• Stated goal: Can you swap "snug" for "tight" throughout the listing below and write the whole listing out again with nothing else changed? Leave the pictures out.

Excerpts from a detection dataset:
-- start --
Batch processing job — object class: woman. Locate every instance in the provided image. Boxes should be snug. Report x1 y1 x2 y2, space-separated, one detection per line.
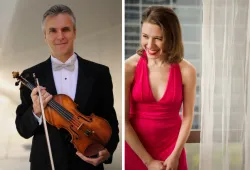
125 6 196 170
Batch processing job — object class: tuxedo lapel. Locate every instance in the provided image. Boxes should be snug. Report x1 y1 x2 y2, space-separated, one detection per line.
74 55 94 108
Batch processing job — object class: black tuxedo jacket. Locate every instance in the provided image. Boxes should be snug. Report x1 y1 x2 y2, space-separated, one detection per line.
15 56 119 170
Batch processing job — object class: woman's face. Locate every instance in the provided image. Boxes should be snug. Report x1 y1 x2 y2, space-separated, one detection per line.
141 22 164 59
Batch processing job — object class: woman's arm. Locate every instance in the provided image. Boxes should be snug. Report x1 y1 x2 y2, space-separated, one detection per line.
172 60 196 158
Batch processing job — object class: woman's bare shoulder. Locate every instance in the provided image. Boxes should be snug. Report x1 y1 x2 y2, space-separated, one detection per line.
179 59 196 83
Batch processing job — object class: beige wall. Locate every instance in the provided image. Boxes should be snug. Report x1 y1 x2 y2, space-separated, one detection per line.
0 0 122 170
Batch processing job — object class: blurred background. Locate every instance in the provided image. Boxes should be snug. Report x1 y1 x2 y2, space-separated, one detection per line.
0 0 122 170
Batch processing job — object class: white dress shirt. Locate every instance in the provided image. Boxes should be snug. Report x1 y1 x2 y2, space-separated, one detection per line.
33 53 78 125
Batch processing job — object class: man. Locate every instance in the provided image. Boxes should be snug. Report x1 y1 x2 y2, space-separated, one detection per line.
16 5 119 170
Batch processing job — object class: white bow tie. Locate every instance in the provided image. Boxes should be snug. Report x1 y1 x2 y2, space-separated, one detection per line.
52 59 76 72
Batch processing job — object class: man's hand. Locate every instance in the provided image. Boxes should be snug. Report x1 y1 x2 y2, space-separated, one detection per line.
30 86 52 117
76 148 110 166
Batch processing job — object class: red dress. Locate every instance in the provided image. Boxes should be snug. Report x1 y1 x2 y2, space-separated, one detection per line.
125 53 188 170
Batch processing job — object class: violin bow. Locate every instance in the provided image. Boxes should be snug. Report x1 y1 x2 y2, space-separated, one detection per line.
33 73 55 170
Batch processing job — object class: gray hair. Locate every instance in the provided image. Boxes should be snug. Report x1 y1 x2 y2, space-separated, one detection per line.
42 4 76 32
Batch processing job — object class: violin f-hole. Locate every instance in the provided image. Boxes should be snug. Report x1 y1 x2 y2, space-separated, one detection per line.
70 125 79 140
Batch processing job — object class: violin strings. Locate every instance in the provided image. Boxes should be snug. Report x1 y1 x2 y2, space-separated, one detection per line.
48 100 80 127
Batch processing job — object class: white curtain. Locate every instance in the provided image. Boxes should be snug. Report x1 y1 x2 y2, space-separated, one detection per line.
199 0 250 170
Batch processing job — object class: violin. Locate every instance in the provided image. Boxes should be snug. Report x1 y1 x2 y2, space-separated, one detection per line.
12 72 112 157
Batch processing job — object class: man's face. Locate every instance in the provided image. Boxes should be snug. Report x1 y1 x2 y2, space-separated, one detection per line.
44 13 76 58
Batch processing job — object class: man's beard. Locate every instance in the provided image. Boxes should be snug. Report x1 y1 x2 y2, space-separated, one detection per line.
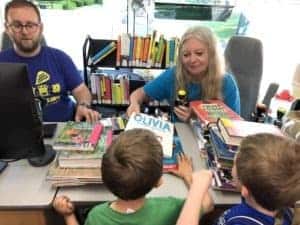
14 38 40 53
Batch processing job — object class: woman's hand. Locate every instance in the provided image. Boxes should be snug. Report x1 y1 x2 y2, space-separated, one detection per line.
126 103 141 117
174 105 192 122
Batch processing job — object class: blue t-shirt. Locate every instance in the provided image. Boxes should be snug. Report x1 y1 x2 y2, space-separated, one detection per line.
215 201 293 225
0 46 83 122
144 68 240 114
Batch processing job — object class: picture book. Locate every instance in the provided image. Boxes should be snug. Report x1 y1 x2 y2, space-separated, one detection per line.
46 160 102 187
217 118 283 145
163 136 183 172
53 121 103 151
58 128 113 168
206 143 238 192
190 100 243 125
125 113 174 158
209 127 238 161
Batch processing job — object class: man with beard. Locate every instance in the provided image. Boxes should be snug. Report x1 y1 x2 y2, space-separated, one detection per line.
0 0 99 122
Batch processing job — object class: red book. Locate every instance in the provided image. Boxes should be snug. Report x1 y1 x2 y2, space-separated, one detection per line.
190 100 243 125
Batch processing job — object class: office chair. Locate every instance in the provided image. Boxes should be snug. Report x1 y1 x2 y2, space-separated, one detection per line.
1 32 47 51
224 36 263 120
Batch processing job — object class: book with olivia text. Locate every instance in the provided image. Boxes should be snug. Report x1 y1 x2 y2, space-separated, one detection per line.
125 113 174 158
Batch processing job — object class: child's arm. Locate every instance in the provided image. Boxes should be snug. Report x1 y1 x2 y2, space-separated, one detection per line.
170 154 214 213
176 170 212 225
53 196 79 225
170 153 193 187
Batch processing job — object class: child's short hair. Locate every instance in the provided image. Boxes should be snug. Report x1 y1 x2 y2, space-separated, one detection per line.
101 129 163 200
236 134 300 211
-- end --
• Response to the exercise:
Batch processing job — object class: woman. Locate every instance in the provided image. Boxes should be tight. Report x1 y1 x2 y2, space-separated, one detection per line.
125 6 196 170
Batch processing job — object class: tuxedo lapel. Locate every instance in the provided image. Boxes should be tight. Report x1 y1 x2 y2, space-separated, one detection per line.
74 55 94 108
Batch processing job — object class: black tuxedo jacket. Locate every instance in the provided image. Boxes should be tight. Report x1 y1 x2 y2, space-separated, one detection per line.
15 56 119 170
Batch processing job — object class: woman's face. Locate every instance in the provided image. Boxes should be tight. Report x1 y1 x2 y2, space-separated, one detection per line.
141 22 164 59
Batch processing job — object class: woman's arm. Locate every instance in the provided image. Boxes should be tight. Report x1 y1 x2 y2, space-separated, one detection per line.
172 60 196 158
Batch processing job — object class: woman's bare shoulder. Locate every instance in the provided image. Boxes should be tight. Report x1 y1 x2 y2, space-separated, one detection per line.
179 59 196 83
Batch processing job — object class: beige wall. Locate every instance in the provided image. Boxes should be tight. Report x1 y1 x2 y2, space-separated, one detection per line.
0 0 122 170
Batch processing job — object class: blurred background. Locate every instance in the provided image. Boxes should be tight. Report x1 y1 x2 y2, space-separated, one detection per line.
0 0 122 170
Batch processing job — object class: white dress shirt. Locate every instance in the provided image. Boxes should be tight. Report x1 y1 x2 y2, space-separated, one detection per line.
33 53 78 125
Batch processing job — object class: man. Locate every instance in the provided image. Boxes should be tight. Report x1 y1 x2 y2, space-separated, one detection per line.
16 5 119 170
Batch processing job — object class: white bow tie. Locate every instance in the provided image. Boxes should be tight. Report x1 y1 x2 y2, space-separated, one detection per line.
52 59 76 72
Batch processing job — object class: man's hand. Locate every instance in the provided image. Boxes should be tight. Report x1 y1 x2 y2, space-separated, one detection per line.
30 86 52 117
76 148 110 166
Batch processing job — object class: red dress. Locate every instance in the provided image. Boxes should be tight. Report x1 y1 x2 y2, space-separated, one detection per line.
125 53 188 170
Batch processing job — object class: violin bow. Locate every instance in the provided image. Boxes should be tight. Report x1 y1 x2 y2, space-separated, one detection per line.
33 73 55 170
Batch processing job — object class: gray hair. Locate every instance in the provided image. Boxes should be tight. Report x1 y1 x2 y2, space-separated, one detection per line.
42 4 76 32
Batch processing job — object class: violin f-hole. Locate every instance in the provided image. Boxes should be tight. Report x1 y1 x2 y2, space-separated, one detection per line.
70 125 79 140
Batch processing job — object class: violin strings. Locate every instance in the provided image. Boxes should be tight. Report x1 y1 x2 y2, space-separated, one detection per line.
48 100 80 127
Batch processing job — object class: white curtain. Locate every instance in the provided image. Boxes should be tight. Report x1 y1 x2 y2, space-separated, one detection per line.
199 0 250 170
Batch processing job — object class: violin. Locate every instance in the provided image. Boxes should be tight. Report x1 y1 x2 y2, space-separated, one detection per line.
12 72 112 157
Batch processing job — object class: man's face. Locate every instance in the provided image. Boxes should be tight. Report x1 y1 x2 y2, space-separated, one detection per line.
44 13 76 58
Batch processing job — object class: man's beard. Locate every instance in the provided image. Boxes should be tight. Report x1 y1 x2 y2, space-separated, one detection per line.
14 38 40 53
Batch processing job — object class: woman's hand. Locate every instance in the provided image. Boxes should be tight. Report x1 y1 x2 y2, space-separated, one detection per line.
126 103 141 117
174 105 192 122
Batch processing job — object class: blue t-shirt. Locate every instance in the provided image. Boxes should be tight. Report x1 y1 x2 y2, space-separated, one detection per line.
215 201 293 225
0 46 83 122
144 68 240 114
Batch processing job — object class: picture book. Locate every instance in the provided image. Boxes should be tight. Report x1 y1 x2 y2, space-separated, one detection per line.
46 160 102 187
217 118 283 145
163 136 183 172
53 121 103 151
58 128 113 168
206 143 238 192
190 100 243 125
125 113 174 158
209 127 238 161
Batch processing job — object class: man with beard. Locate every instance in the provided image. Boxes should be tight. Report x1 y1 x2 y2, space-separated, one detection per line.
0 0 99 122
Batch processing job — object class: red book. Locate every instance in the provided image. Boxes should be tight. Report x1 y1 x2 y2, space-separated, one detection per line.
190 100 243 125
Batch processing job — object class: office chair. Locate every instance in the provided image. Boxes should be tight. Report x1 y1 x2 y2, space-separated, one detection per line.
1 32 47 51
224 36 263 120
Batch processing job — object class: book with olivia text. Locate every instance in the provided image. Boxes should be tight. Report x1 y1 x2 y2, space-separated, one detection per line.
125 113 174 158
Batch processing job — object class: child's arm. Locate every instance in the provided image. Boxes should be tight. Report x1 y1 x2 y2, space-separated, one detection per line.
170 154 214 213
176 170 212 225
53 196 79 225
170 153 193 187
Batch processing job — object class: child's short hair. Locate every instance in the provided image. Boxes should be tight. Report x1 y1 x2 y2, space-separated, one detection per line.
101 129 163 200
236 134 300 211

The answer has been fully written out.